* WHAT YOU WILL DO: Count the lines in the rows below that contain the word "When", with case counting, and reply with that number alone.

* THE DATA:
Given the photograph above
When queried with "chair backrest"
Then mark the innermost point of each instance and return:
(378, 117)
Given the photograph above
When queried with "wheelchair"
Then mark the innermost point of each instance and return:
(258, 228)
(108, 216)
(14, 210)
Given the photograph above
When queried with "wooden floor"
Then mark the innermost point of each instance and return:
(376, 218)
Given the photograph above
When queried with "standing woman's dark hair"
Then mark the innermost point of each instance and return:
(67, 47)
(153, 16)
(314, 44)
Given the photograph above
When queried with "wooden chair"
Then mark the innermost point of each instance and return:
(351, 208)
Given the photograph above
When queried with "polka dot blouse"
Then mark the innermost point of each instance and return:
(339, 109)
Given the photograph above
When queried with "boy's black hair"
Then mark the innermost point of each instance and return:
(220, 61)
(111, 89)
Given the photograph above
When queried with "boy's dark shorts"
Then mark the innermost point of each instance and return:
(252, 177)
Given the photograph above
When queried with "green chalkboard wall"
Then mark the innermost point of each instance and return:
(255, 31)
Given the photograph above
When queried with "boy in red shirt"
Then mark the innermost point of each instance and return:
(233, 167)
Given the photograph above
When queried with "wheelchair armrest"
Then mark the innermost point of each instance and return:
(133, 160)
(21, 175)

* SOLUTION TO THE PROBLEM: 11